* [TEXT EXCERPT]
She explained that women who live within an hour tend to wait longer to go to the hospital than women who live far away.
“When people are in Valemount they have to consider a long and potentially treacherous drive from 2.5 to 3.5 hours. They have to get there pretty early,” she said. “When they get to Hinton and they are [dilated to] 2 cm and starting to have irregular or somewhat irregular contractions, the care provider is not going to turn them away. They don’t want to send them back to Valemount.”
Hiroe said that being in the hospital with access to numerous methods of intervention and pain relief confounds the birthing process and can lead to a spiral of interventions that lead to a cesarean.
“When you are in early, people are going to want to see some progress. If there is no progress, the options for further intervention increase significantly.”
She said some hospitals are currently experimenting with not admitting women until they are dilated to six centimetres. It’s a way of making sure that hospitals don’t unnecessarily intervene in an otherwise healthy birth.
Hiroe said she knows some women are choosing to have a planned cesarean section and understands why.
“…but as far as safety, it isn’t the safer option,” she said.
Hiroe said that research shows that for women who have had a ca esarean section, a vaginal delivery for their second child is safer than having another cesarean.
“Birth process, recovery rate, impacts to subsequent pregnancies, if it is your first baby, with your second baby you have increased risk of retained placenta attaching to the scar,” she said.

* [TASKS AND EXERCISES]
A - According to the childbirth excerpt, how long is the drive that people in Valemount must consider?
B - Copy the childbirth excerpt word for word from "She said some" to "having another cesarean.".

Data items
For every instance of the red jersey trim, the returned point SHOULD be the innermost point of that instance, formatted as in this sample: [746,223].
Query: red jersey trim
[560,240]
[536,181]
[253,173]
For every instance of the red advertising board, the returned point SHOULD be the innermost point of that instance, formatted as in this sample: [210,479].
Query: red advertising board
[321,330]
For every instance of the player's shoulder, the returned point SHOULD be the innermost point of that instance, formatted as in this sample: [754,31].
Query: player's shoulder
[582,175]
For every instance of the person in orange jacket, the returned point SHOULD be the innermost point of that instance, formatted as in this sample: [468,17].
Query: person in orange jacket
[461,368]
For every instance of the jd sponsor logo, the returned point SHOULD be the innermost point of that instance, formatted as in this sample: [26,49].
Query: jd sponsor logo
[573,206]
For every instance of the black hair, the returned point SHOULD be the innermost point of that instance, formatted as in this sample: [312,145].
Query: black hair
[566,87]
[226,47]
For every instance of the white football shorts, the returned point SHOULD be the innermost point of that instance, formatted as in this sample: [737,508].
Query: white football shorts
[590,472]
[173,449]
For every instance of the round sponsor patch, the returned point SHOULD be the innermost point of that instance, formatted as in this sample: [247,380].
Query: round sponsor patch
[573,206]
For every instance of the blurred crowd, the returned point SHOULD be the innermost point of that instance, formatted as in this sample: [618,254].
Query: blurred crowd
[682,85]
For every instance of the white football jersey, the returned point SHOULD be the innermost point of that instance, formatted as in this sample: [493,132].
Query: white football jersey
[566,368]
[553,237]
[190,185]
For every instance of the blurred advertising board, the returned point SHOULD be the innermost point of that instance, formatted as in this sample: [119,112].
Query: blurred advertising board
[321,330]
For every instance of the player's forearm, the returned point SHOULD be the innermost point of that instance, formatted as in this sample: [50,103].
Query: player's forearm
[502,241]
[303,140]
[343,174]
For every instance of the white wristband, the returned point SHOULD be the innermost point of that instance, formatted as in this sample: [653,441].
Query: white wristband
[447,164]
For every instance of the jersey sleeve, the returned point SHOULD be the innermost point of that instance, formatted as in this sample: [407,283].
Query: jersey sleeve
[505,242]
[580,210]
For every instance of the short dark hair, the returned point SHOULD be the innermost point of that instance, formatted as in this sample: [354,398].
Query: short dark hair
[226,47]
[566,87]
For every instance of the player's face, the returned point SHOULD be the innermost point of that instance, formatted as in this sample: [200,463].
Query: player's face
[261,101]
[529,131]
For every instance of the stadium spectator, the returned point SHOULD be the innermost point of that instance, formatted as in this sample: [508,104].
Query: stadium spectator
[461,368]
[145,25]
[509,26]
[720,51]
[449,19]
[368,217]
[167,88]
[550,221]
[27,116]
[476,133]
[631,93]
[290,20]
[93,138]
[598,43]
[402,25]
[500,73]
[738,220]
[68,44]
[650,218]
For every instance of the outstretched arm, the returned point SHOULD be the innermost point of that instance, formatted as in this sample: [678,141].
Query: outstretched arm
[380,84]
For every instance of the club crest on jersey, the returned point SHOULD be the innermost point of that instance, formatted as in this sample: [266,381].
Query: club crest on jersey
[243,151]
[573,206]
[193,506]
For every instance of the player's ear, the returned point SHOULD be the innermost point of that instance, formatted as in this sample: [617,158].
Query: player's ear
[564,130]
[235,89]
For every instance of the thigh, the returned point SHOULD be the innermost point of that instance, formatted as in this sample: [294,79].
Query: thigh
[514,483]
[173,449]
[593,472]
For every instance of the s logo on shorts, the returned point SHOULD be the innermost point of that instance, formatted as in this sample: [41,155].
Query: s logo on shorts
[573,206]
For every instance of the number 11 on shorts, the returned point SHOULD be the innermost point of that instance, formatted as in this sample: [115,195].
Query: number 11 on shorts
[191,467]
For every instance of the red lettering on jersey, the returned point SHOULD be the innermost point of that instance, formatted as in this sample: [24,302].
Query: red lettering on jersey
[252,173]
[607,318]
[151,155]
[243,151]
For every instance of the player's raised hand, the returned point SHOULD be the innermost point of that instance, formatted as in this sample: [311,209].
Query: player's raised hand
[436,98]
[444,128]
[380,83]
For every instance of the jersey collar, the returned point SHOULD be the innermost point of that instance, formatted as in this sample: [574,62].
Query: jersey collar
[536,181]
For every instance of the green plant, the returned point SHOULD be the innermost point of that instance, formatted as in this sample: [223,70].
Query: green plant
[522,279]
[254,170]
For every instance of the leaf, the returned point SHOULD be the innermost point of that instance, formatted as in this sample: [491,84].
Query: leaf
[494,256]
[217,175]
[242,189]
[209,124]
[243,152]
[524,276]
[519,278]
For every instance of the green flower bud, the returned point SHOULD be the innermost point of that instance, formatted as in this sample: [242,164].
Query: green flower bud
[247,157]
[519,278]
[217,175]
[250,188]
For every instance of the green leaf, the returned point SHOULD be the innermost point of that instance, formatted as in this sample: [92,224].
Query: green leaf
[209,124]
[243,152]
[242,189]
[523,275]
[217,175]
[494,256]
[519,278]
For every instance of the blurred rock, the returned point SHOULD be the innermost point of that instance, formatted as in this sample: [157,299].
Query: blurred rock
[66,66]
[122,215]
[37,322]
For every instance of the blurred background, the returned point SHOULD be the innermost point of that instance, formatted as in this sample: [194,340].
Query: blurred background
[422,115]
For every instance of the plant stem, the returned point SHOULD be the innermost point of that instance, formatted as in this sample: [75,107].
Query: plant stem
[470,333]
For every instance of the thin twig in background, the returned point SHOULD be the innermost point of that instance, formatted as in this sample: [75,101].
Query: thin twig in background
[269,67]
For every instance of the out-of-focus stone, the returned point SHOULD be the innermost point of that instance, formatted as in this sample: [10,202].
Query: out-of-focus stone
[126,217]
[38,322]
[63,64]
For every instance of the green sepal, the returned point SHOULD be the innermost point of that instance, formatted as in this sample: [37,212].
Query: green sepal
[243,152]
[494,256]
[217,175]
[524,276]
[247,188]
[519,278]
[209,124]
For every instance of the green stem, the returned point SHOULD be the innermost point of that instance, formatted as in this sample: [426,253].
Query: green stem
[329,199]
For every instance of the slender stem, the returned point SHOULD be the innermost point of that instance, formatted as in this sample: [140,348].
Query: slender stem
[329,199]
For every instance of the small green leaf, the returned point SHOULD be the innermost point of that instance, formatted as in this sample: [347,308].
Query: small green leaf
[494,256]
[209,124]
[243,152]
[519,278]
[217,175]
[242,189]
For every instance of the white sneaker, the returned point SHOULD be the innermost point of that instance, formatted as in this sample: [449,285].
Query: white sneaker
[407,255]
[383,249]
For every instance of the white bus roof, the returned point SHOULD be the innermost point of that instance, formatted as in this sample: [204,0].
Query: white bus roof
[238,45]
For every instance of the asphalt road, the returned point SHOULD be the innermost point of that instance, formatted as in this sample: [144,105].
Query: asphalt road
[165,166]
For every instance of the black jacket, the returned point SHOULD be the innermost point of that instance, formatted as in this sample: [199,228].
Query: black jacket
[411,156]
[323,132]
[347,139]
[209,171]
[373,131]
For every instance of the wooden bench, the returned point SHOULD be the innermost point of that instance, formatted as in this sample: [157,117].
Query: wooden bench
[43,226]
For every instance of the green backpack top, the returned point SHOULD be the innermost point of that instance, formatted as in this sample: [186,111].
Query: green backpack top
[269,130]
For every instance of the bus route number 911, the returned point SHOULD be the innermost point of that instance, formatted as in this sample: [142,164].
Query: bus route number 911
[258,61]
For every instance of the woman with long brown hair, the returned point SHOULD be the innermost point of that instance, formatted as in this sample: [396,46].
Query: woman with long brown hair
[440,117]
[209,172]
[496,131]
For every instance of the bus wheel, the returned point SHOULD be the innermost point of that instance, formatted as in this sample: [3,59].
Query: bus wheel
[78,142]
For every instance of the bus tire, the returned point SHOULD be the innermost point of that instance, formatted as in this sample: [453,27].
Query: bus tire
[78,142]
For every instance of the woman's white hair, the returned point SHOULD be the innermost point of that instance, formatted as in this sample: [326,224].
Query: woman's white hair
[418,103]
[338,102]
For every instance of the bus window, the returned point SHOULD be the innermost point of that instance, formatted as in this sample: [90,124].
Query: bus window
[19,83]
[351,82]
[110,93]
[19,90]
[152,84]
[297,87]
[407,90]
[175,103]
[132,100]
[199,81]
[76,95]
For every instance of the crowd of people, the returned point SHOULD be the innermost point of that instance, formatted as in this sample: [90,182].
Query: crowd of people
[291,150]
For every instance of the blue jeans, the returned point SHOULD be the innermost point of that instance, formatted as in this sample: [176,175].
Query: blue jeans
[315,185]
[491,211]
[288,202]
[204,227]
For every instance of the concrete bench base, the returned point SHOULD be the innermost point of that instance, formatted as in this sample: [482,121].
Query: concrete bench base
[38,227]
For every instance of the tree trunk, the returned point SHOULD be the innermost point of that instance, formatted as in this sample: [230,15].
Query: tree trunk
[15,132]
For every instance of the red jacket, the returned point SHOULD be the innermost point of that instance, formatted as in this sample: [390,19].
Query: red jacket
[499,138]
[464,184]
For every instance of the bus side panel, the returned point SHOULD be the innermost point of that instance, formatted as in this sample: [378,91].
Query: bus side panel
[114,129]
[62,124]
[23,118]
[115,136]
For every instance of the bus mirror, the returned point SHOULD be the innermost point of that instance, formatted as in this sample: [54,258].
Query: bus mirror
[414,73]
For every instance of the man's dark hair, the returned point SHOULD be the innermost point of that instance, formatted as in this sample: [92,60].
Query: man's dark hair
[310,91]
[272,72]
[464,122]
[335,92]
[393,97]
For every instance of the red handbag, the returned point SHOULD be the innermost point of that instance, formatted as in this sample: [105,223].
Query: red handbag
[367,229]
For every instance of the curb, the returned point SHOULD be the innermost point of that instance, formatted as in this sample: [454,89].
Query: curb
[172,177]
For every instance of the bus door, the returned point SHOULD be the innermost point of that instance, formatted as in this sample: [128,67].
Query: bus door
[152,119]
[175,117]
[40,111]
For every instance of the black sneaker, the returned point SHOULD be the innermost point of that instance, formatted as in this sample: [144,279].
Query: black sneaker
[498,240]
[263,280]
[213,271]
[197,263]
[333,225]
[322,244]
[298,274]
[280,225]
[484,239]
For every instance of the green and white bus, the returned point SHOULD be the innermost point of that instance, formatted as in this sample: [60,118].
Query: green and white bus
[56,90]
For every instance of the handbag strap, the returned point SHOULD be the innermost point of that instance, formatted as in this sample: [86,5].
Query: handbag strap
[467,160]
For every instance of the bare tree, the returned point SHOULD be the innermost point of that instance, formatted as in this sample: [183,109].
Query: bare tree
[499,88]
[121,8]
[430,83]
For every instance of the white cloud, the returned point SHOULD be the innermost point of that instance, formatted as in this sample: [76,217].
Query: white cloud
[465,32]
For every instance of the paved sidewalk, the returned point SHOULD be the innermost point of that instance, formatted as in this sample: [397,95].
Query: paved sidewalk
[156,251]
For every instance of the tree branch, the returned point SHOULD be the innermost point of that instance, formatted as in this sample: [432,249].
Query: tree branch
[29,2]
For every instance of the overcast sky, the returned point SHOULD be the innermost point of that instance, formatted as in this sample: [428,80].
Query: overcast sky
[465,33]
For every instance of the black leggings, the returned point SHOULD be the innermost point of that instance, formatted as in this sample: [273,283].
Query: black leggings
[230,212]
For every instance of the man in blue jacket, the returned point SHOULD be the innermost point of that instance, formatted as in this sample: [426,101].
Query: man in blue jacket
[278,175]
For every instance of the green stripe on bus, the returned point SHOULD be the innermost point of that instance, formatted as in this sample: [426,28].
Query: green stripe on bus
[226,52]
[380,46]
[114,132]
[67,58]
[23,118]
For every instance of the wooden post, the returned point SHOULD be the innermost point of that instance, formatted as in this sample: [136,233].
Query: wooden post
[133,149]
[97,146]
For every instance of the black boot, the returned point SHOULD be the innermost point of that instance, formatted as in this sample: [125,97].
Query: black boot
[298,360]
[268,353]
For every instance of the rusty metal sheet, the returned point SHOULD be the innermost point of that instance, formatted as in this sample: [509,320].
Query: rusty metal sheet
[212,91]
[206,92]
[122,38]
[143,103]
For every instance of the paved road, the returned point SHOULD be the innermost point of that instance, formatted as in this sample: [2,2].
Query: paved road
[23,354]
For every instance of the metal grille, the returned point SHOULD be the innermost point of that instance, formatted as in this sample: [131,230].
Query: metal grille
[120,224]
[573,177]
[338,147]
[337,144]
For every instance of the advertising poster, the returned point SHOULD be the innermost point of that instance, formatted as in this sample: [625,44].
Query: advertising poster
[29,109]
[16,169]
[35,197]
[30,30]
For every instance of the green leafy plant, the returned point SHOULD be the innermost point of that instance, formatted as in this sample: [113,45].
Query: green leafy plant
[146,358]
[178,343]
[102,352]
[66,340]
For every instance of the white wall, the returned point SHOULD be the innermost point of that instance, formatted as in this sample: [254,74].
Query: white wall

* [OUTPUTS BY TASK]
A - From 2.5 to 3.5 hours.

B -
She said some hospitals are currently experimenting with not admitting women until they are dilated to six centimetres. It’s a way of making sure that hospitals don’t unnecessarily intervene in an otherwise healthy birth.
Hiroe said she knows some women are choosing to have a planned cesarean section and understands why.
“…but as far as safety, it isn’t the safer option,” she said.
Hiroe said that research shows that for women who have had a ca esarean section, a vaginal delivery for their second child is safer than having another cesarean.